§ GIVEN PASSAGE

* START *

The Nokia 6210 is a mobile phone made by Nokia. It was introduced at the CeBIT fair in Hanover in February 2000, succeeding the Nokia 6110. In addition to calling and SMS messaging, it has many other features, including an alarm clock, HSCSD modem, WAP web client, three games (Snake 2, Pairs II and Opposite), calculator, to-do list application, calendar, infrared connectivity, voice recorder, and stopwatch. The plastic detail below the keypad, which Nokia called the Personal Badge, is removable; for a time, Nokia sent free promotional replacements, screen-printed with text of the customer's choosing.

* END *

§ SUPPLIED MATERIAL
* START *

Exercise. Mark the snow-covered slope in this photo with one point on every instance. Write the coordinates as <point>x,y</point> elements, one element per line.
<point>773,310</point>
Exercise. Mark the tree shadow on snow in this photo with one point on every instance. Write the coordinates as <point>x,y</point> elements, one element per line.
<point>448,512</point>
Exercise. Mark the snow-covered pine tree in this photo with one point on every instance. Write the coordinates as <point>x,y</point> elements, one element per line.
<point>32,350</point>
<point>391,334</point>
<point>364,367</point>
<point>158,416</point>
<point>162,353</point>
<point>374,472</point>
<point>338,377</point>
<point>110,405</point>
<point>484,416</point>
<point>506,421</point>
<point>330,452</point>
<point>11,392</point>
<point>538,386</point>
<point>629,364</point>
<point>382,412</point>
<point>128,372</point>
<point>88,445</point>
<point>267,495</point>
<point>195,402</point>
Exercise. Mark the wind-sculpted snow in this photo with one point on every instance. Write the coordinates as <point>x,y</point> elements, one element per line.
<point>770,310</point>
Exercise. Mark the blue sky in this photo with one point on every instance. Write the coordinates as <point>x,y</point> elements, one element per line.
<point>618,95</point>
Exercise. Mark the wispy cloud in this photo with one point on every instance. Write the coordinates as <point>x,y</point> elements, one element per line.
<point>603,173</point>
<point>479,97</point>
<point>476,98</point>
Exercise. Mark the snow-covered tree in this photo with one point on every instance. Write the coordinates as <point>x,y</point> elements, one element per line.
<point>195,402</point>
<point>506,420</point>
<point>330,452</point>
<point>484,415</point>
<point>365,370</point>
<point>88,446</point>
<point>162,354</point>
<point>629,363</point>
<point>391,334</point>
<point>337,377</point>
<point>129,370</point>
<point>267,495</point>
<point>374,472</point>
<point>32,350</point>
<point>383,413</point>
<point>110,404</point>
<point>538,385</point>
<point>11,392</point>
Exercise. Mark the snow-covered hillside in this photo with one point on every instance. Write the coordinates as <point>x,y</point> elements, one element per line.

* END *

§ WHAT YOU WILL DO
[1] From the Nokia 6210 passage, set down the text starting at "The Nokia 6210" and ending at "the customer's choosing.".
[2] Answer these questions using the Nokia 6210 passage:
(a) At which fair was the phone introduced?
(b) Which phone did it succeed?
(c) What name did Nokia give the plastic detail below the keypad?
You can complete the work without the records.

§ EXPECTED ANSWERS
[1]
The Nokia 6210 is a mobile phone made by Nokia. It was introduced at the CeBIT fair in Hanover in February 2000, succeeding the Nokia 6110. In addition to calling and SMS messaging, it has many other features, including an alarm clock, HSCSD modem, WAP web client, three games (Snake 2, Pairs II and Opposite), calculator, to-do list application, calendar, infrared connectivity, voice recorder, and stopwatch. The plastic detail below the keypad, which Nokia called the Personal Badge, is removable; for a time, Nokia sent free promotional replacements, screen-printed with text of the customer's choosing.

[2]
(a) The CeBIT fair in Hanover
(b) The Nokia 6110
(c) The Personal Badge